_Activities:_
a - In the article about the loss of a friend, copy the passage between "However, she always" and "she considered friends.", inclusive, word for word.
b - Condense the paragraph beginning "However, she always struggled with her health" from the article about the loss of a friend into a short bulleted list that keeps its main facts.
c - According to the article about the loss of a friend, why did Ryan Gellner conceal his grief? Answer in one to three sentences.

_Source extract:_

The loss of a friend

Liam Gray

One cannot simply just move on after losing someone so dear; it takes months of recovery to return to the way you were prior to the loss.

A group of friends learned this Lesson back in October when a dear friend of theirs passed; the glue that held their friendship together.

Elizabeth Harrington, a college student majoring in Chemistry, had friends all over the world. A lot in America, some in Europe, and even one in Australia. She was a bright energy that filled any space that she entered, could always fill the void when things got silent, and was a great shoulder to lean on.

However, she always struggled with her health. It had always been minor things, but in October of 2021 she was hospitalized due to complications with anemia. While in the hospital, she fell into a coma. She was in this coma for about three days, until October 27, when her brain stem died. She passed away peacefully, but it left an indent in the people she considered friends. 

Alyssa Birges, lived in Fresno, California, at the time, and was studying to become a school guidance counselor. She was driving when she first received the news.

Birges described her emotions when she read the message. “Her boyfriend, Cole, texted me directly about it and I just froze, like, disbelief. I nearly got into a car accident because I physically couldn’t comprehend what I had heard,” she said.

Another friend of Harrington’s, Joey Walsh, shared Birges’ reaction of disbelief. “I was really shocked, at first I didn’t want to believe it. I wanted to believe it was some mean joke. I didn’t think I could lose a friend so early in life.”

The aftermath of Harrington’s passing was a grim one. Friends did not interact for a while, group chats died off, and they were sequestered to dealing with the grief alone.

Some handled the grief by concealing it, as Ryan Gellner did. ”It’s tough to express anything about online friends, as it’s something very disliked in my household, so I felt I couldn’t show any emotions around them.”

Others did not feel they needed to disguise their feelings and emotions. “I honestly never really hid my grief. I’m not the type to bottle my emotions, so if I wanna cry I’ll just cry,” Angel Velasquez shared. 

Birges was open with her friends about how she grieved. The most important part to her was learning the balance of love and sadness.

Love and sadness. Truly the two influential emotions of one’s life. With love there comes sadness. And all good things must come to an end.

To counter the sadness, one must develop a way to deal with it. Coping. Everyone has a different way of coping, some safer than others. However, coping can become unhealthy if the emotions are too overbearing.

Shane O’Byrne, one of Harrington’s friends living in Rathoe, Ireland, experienced the immense amount of self-hatred and guilt that can come from losing someone so close to your heart.

“My lowest point was when the self blame and hate really kicked in. I was just really angry and stressed at myself for not doing more. …it was a lot of punching and hurting my hands, ripping at my hair, all out of pure frustration, tiredness, stress and self-hate. I internalized it all and it’s one of the lowest points I’ve had in my life,” O’Byrne described his actions after learning of Harrington’s passing.

_Data shown:_
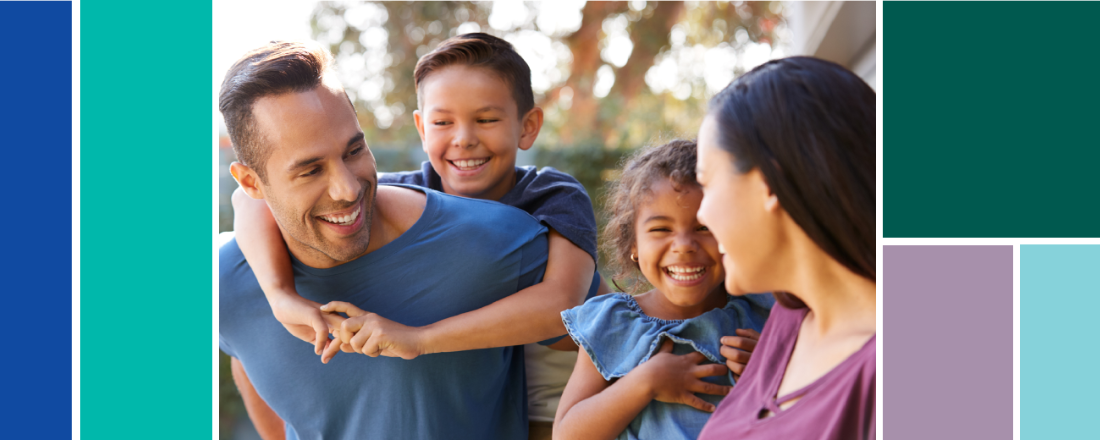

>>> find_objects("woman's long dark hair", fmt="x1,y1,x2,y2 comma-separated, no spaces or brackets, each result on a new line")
710,56,876,308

_Answers by item number:_
a -
However, she always struggled with her health. It had always been minor things, but in October of 2021 she was hospitalized due to complications with anemia. While in the hospital, she fell into a coma. She was in this coma for about three days, until October 27, when her brain stem died. She passed away peacefully, but it left an indent in the people she considered friends.

b -
- Harrington always struggled with her health, though usually with minor issues.
- In October 2021 she was hospitalized due to complications with anemia.
- She fell into a coma in the hospital and stayed in it for about three days.
- Her brain stem died on October 27, and she passed away peacefully.
- Her death left an indent in the people she considered friends.

c - Gellner hid his grief because expressing anything about online friends was strongly disliked in his household. As a result, he felt he could not show any emotions around the people he lived with.